• **What you will do**
Pull out each line of the data that includes the word "below".

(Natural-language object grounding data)
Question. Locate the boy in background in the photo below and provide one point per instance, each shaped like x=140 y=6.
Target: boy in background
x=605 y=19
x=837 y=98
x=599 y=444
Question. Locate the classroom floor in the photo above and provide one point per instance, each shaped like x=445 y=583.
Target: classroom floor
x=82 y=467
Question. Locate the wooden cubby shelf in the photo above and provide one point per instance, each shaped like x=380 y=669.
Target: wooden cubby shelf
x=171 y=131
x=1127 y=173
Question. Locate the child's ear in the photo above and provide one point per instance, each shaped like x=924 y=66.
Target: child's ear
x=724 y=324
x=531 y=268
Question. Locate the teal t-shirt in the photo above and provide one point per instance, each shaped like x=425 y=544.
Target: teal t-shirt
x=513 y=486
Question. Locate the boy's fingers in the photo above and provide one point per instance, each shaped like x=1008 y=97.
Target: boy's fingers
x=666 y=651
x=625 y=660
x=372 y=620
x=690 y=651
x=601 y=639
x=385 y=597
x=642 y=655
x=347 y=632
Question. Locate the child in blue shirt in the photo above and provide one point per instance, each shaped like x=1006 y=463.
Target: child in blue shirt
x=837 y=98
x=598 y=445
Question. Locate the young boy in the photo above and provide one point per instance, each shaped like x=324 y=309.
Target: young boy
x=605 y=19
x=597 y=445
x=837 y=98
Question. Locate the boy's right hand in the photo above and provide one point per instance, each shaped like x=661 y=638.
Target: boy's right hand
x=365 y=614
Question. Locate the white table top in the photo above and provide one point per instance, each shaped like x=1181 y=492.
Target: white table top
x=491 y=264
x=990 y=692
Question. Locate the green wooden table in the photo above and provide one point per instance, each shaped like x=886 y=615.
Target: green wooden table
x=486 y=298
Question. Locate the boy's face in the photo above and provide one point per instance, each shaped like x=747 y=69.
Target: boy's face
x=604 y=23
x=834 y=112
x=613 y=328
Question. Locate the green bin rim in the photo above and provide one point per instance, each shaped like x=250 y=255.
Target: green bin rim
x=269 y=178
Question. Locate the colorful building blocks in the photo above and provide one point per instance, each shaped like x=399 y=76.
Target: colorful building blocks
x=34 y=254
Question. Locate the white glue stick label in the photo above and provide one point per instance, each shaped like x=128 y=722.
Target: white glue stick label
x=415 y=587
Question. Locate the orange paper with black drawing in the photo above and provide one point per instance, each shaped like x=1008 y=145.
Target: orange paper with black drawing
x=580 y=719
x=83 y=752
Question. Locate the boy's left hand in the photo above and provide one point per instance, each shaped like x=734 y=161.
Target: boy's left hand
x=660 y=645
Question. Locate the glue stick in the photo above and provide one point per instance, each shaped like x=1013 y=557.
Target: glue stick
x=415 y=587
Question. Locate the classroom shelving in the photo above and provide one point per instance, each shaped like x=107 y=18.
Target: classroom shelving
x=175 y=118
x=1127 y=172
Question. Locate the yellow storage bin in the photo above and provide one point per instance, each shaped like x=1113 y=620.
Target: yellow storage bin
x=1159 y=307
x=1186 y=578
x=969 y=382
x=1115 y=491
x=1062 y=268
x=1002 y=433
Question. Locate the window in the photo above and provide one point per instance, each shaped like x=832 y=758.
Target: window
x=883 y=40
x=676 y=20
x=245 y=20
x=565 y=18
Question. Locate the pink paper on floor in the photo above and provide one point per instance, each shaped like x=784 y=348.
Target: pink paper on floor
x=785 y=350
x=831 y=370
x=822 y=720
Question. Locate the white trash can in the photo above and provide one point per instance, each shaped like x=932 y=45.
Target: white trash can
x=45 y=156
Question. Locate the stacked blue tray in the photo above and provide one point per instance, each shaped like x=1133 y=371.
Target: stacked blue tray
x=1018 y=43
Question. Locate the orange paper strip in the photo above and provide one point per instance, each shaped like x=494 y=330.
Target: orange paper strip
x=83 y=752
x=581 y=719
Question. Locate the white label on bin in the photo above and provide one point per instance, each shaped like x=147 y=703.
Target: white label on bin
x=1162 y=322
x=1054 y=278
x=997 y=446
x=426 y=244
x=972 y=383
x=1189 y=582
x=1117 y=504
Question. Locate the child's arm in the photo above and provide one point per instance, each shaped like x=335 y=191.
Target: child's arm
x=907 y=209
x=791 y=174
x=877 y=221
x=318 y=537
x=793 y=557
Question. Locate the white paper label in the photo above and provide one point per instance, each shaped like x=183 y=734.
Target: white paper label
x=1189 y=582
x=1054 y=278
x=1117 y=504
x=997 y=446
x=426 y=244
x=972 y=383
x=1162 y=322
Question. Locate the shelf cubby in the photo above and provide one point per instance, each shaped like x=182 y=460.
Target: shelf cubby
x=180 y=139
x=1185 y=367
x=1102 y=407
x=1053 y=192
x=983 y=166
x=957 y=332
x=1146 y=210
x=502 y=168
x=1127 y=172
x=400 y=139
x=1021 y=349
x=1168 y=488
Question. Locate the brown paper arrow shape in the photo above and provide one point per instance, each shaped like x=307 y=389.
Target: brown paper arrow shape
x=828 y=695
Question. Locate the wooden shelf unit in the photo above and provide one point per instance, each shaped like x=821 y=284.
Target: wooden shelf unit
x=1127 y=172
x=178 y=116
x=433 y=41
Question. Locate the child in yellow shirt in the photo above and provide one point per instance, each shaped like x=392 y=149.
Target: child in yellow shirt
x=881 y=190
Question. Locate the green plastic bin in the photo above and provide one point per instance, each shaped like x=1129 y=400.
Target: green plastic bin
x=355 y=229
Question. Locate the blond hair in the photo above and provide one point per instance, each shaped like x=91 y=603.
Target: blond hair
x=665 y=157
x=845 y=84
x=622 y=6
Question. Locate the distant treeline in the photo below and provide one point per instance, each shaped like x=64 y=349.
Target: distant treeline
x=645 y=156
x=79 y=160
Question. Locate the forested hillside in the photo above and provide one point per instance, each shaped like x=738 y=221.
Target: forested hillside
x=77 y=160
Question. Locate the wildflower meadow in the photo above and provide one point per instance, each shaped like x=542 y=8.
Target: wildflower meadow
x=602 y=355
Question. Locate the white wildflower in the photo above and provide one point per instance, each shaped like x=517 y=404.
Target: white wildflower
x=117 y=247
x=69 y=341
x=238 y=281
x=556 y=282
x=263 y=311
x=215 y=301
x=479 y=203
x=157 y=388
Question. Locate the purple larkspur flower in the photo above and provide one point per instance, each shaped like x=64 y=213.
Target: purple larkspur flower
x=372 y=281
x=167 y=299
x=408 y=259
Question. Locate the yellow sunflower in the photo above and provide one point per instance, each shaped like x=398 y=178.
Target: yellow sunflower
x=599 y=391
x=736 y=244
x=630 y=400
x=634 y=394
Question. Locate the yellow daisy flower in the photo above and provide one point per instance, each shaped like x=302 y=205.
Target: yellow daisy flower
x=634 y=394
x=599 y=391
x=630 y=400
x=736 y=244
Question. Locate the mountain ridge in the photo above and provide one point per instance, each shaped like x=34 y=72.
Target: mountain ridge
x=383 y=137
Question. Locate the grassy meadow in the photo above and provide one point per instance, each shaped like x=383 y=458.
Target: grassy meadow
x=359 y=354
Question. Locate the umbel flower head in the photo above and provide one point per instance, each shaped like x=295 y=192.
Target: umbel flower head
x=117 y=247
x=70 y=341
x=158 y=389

• **Result**
Question. Locate the boy in background in the photo below and provide one point per instance, each shaped like x=140 y=6.
Question. Locate the distant treeline in the photo below and provide one point per instance, each shaped like x=64 y=349.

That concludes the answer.